Automatic Text Summarization

Posted on September 10 2015 in Natural Language Processing

Background

Automatic text summarization is an area of machine learning that has made significant progress over the past years. We read hundreds and thousands of articles either on our desktop, tablet, or mobile devices, and we simply don't have the time to peruse all of them. As such problem of information overload becomes more salient with the exponential growth in the quantity of data, such as the online and offline articles, books, and newspapers, so has our interest in automatic text summarization to reduce time and inefficiency of digesting them. Automatic summarization reduces a text document using natural language processing to create a coherent, robust summary without loss of important ideas of the original document. I've decided to build a naive but powerful text summarization tool in R that feeds in and summarizes TechCrunch and The New York Times articles from their respective Facebook pages.

There are two major approaches to text summarization: one that is extraction-based and the other abstraction-based. I'll be focusing on the extractive method which works by selecting a subset of words, phrases or sentences that already exist in the original text to make the summary. On the other hand, the abstractive method try to form the summary by building words, phrases or sentences from scratch. The latter is much more complicated than the former, so much of the research has focused on the former.

Algorithm

In extractive methods, culling key words, sentences, or paragraphs is very important. The naive algorithm I've written in R extracts the key sentence from each paragraph in the document. So if there are five paragraphs in an article, then the algorithm will return five key sentences as a summary. Why am I doing this? Well, I assume that each paragraph is well-written, meaning it contains one main idea and purpose. This is a pretty solid assumption in that the writers of news and blog articles want to make sure they convey their ideas succinctly and coherently. If their writings are sloppy and unclear, then the readers would get confused as to what they are trying to say. So for each paragraph, the algorithm computes a similarity score between any two sentences. The similarity score is roughly calculated as two times the number of words that overlap divided by the total number of words in two sentences:

\begin{equation*} \dfrac{2 \times |Sentence_1 \cap Sentence_2|}{|Sentence_1| + |Sentence_2|} \end{equation*}

where $Sentence_1$ represents a set of words in the first sentence and $Sentence_2$ a set of words in the second. The intuition is that we would split each sentence into words or tokens, count how many common words there are, and then normalize the result with the average length of the two sentences. This similarity function is called Dice coefficient, but feel free to use other similarity metrics such as Jaccard and Cosine similarity or even Euclidean distance. Once we have a list of similarity scores for every sentence in a paragraph, we choose the sentence that have the highest sum of its similarity scores to be the key sentence of the paragraph.

→ Given problem 1: Render the pointing-data entries below as a Markdown table with the columns "Row" and "Line," one numbered row per line. Skip blank lines and leave out the pictures.

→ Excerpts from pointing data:
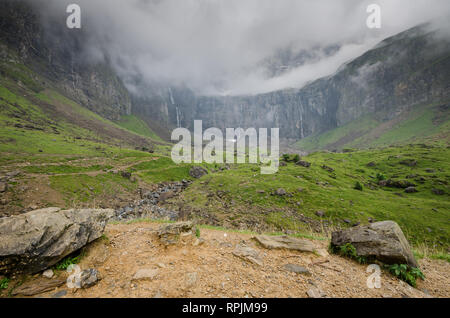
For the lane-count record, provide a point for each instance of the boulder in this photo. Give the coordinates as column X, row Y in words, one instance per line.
column 383, row 241
column 197, row 172
column 303, row 164
column 285, row 242
column 34, row 241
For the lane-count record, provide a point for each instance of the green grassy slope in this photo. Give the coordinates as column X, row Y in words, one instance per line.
column 423, row 123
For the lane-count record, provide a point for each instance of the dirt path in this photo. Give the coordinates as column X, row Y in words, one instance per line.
column 211, row 270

→ Given problem 2: Continue the post on automatic text summarization from the point where it stops.

→ Exercise output 1:
| Row | Line |
|---|---|
| 1 | For the lane-count record, provide a point for each instance of the boulder in this photo. Give the coordinates as column X, row Y in words, one instance per line. |
| 2 | column 383, row 241 |
| 3 | column 197, row 172 |
| 4 | column 303, row 164 |
| 5 | column 285, row 242 |
| 6 | column 34, row 241 |
| 7 | For the lane-count record, provide a point for each instance of the green grassy slope in this photo. Give the coordinates as column X, row Y in words, one instance per line. |
| 8 | column 423, row 123 |
| 9 | For the lane-count record, provide a point for each instance of the dirt path in this photo. Give the coordinates as column X, row Y in words, one instance per line. |
| 10 | column 211, row 270 |

→ Exercise output 2:
Pseudocode

Split a text document into pre-existing paragraphs.
Remove stopwords and non-alphanumeric characters in every sentence. Stem all words.
For every paragraph in order:
- For each sentence:
  - Calculate a similarity score with every other sentence
  - Find the sum of its similarity scores
- Choose a sentence that has the highest sum

Of course this is not the foolproof method of summarizing text as there can be a lot of ways my naive text summarization algorithm can be adjusted and improved. For instance, the title contains words that are usually keywords from the text, so you can give more weight to those sentences that contain one or more of title keywords in the similarity function. You can also experiment with different similarity metrics as I've mentioned above or only return key sentences that have similarity scores above a certain heuristic cutoff. Also instead of picking one best sentence from each paragraph, try picking 2-3 important paragraphs.

Data and Results

Let's use this naive algorithm to summarize this article from the TechCrunch Facebook post. The article is summarized using sentences whose similarity scores exceed 1.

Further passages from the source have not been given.